╭──

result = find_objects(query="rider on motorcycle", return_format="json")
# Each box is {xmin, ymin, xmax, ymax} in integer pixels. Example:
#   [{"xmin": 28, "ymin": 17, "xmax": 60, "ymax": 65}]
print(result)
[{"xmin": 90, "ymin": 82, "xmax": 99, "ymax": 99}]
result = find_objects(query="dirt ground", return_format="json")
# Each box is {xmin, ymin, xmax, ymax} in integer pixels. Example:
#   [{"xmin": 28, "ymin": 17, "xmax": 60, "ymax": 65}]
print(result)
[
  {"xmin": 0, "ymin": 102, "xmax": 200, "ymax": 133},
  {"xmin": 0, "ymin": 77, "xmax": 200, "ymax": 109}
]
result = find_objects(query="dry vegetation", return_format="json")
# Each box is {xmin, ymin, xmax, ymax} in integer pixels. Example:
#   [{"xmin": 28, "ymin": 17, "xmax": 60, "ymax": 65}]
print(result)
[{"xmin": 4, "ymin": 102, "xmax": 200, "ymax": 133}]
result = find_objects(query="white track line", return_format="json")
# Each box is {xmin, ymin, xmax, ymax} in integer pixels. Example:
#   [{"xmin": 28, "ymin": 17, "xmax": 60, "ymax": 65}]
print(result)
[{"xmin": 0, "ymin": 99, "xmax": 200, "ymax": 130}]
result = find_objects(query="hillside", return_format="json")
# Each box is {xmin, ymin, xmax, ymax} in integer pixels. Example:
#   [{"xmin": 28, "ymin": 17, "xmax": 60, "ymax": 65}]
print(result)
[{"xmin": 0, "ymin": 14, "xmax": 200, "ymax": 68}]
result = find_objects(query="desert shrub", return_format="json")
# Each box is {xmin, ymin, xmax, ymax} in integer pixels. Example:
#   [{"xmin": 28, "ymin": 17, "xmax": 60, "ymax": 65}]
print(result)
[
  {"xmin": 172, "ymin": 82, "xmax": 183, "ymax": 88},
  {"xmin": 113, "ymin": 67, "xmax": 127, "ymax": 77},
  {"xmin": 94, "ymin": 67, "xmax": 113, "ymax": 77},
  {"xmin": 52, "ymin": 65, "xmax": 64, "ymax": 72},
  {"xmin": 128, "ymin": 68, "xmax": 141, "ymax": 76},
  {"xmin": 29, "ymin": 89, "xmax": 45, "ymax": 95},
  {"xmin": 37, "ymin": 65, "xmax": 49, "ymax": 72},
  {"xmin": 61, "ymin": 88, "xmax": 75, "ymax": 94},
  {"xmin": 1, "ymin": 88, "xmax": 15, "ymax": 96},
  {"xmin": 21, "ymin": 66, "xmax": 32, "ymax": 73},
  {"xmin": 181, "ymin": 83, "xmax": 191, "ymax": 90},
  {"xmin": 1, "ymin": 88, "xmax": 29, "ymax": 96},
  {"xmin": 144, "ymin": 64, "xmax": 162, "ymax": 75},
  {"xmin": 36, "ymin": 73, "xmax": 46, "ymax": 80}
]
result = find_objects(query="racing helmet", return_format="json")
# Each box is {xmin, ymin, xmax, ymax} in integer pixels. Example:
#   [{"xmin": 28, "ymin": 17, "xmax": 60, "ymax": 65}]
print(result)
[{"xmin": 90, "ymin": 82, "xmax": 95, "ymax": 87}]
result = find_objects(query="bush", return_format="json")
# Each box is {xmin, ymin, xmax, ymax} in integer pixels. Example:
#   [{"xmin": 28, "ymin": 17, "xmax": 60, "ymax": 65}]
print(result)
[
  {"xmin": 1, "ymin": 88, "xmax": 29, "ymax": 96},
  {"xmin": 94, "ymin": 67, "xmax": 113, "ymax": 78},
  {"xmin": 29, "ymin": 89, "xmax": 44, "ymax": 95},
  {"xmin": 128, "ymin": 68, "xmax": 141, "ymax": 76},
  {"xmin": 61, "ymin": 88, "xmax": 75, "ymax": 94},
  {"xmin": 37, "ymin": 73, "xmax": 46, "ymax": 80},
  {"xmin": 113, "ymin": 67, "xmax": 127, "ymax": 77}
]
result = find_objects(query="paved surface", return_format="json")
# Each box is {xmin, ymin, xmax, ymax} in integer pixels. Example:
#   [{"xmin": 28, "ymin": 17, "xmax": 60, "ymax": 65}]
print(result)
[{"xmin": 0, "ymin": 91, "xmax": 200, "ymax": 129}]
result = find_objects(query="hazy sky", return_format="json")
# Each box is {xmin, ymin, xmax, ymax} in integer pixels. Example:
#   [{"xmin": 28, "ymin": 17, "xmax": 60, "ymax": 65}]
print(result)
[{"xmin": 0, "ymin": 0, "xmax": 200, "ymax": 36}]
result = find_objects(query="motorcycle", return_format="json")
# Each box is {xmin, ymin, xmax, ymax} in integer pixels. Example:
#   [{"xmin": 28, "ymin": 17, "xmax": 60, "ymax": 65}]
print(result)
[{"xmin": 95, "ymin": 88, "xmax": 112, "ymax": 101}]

╰──
╭──

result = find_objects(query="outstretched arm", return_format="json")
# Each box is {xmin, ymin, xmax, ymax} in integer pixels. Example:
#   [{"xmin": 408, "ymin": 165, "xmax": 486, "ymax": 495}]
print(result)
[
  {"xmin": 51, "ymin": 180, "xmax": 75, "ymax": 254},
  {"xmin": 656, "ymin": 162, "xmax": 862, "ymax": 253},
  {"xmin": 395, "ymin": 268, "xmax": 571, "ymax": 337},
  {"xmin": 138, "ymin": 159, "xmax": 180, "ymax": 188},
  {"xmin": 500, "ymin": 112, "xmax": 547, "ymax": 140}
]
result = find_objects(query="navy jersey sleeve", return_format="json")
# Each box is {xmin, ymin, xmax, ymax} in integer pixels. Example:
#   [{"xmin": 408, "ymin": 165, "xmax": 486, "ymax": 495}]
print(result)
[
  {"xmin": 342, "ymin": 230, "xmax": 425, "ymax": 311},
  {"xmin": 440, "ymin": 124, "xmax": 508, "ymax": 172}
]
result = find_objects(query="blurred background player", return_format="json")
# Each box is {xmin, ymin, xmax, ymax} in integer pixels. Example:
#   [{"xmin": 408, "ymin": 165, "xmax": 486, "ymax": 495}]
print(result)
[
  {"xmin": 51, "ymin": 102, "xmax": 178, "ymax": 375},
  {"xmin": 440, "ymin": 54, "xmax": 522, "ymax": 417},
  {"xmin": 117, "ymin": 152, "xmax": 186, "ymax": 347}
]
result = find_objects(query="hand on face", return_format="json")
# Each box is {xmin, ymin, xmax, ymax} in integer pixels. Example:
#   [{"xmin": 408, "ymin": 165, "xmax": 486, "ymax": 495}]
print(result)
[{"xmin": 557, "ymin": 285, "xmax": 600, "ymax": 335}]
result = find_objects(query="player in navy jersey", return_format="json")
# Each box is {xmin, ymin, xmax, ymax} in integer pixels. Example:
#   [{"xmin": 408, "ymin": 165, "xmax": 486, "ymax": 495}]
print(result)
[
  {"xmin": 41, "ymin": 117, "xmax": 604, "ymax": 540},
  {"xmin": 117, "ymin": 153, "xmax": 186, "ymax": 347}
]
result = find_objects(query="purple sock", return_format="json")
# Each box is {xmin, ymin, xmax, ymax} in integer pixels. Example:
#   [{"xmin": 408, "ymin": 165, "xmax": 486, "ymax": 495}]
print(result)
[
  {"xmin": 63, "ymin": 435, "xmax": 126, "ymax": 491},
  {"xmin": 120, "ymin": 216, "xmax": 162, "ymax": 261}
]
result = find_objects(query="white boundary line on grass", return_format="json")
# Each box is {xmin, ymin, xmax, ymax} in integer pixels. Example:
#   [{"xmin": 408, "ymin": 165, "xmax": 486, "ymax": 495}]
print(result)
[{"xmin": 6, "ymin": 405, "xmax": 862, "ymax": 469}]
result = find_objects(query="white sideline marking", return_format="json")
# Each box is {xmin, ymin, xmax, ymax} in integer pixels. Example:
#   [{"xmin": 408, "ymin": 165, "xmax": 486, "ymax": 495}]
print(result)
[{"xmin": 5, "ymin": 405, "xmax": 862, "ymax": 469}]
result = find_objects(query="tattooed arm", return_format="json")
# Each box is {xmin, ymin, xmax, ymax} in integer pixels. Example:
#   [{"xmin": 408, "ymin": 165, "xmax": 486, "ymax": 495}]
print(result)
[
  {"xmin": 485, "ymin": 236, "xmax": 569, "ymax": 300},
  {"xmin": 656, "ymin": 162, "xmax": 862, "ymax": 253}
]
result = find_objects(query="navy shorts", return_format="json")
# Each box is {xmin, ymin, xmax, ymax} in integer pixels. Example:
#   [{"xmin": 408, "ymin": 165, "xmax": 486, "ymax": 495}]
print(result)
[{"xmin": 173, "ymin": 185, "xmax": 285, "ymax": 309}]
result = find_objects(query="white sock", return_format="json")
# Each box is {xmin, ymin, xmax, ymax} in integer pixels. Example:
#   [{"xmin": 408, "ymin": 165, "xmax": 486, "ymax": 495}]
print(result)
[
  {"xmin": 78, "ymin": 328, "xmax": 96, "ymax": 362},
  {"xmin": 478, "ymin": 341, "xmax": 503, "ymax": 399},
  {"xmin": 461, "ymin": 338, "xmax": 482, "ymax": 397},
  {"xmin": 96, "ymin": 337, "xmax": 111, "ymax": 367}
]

╰──

> [Task objective]
Pick out each line in the material above that contains the string "navy", and copy those lines.

> [Full answer]
result = find_objects(query="navy jersey sleeve", return_format="json")
result = find_objects(query="player in navy jersey", return_format="json")
result = find_objects(query="navy shorts", return_format="json")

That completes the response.